EXTRACT PROVIDED –

Breaking: UN Security Council Authorizes a Military Intervention in Haiti, Lead by Kenya
The Multinational Security Support Mission for Haiti is a risky move
The UN Security Council approved a first-of-its kind mission in which Kenya will lead an armed intervention in Haiti. With a vote of 13 in favor and two abstentions (China and Russia) the Security Council authorized the Multinational Security Support Mission for Haiti.
The Haitian government, the United Nations Secretary General and key parts of Haitian civil society have long called for an international mission to help restore order amid Haiti’s descent into a gang-violence. It was precisely a year ago that the Secretary General issued a report urging an international intervention in Haiti to support the Haitian National Police and curb a spiraling humanitarian crisis. For nearly a year, however, no country signaled a willingness to lead such a mission. That was until July, when Kenya volunteered to send about 1,000 troops and lead the intervention.

SHORT EXERCISE A – Please copy the Haiti mission article word for word, from "The Haitian government, the" up to and including "lead the intervention.".
SHORT EXERCISE B – Condense the paragraph of the Haiti mission article that begins "The Haitian government, the United Nations Secretary General" into a shorter version that keeps its main facts.

DATA –
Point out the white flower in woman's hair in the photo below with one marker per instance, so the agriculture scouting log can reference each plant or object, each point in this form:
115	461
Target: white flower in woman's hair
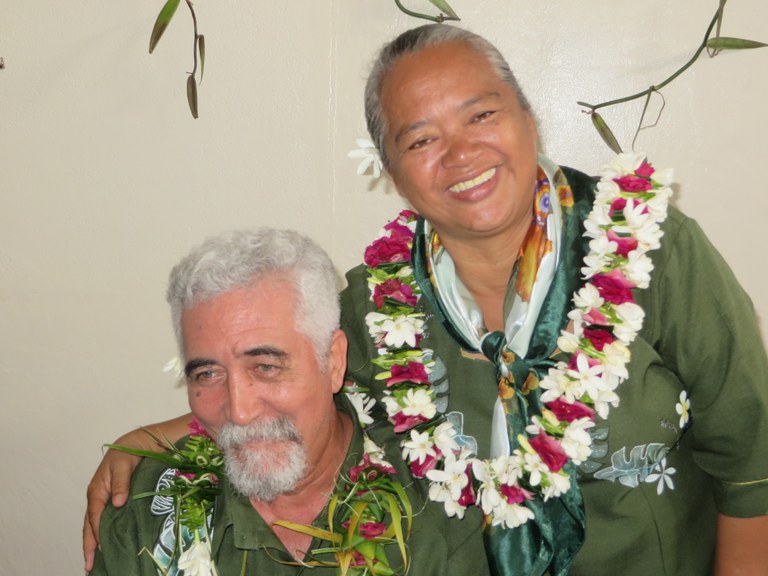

WORKED SOLUTION A –
The Haitian government, the United Nations Secretary General and key parts of Haitian civil society have long called for an international mission to help restore order amid Haiti’s descent into a gang-violence. It was precisely a year ago that the Secretary General issued a report urging an international intervention in Haiti to support the Haitian National Police and curb a spiraling humanitarian crisis. For nearly a year, however, no country signaled a willingness to lead such a mission. That was until July, when Kenya volunteered to send about 1,000 troops and lead the intervention.

WORKED SOLUTION B – The Haitian government, the UN Secretary General and key parts of Haitian civil society have long called for an international mission to restore order as gang violence spread. A year ago the Secretary General issued a report urging an intervention to support the Haitian National Police and curb the humanitarian crisis. No country offered to lead such a mission until July, when Kenya volunteered to send about 1,000 troops and lead it.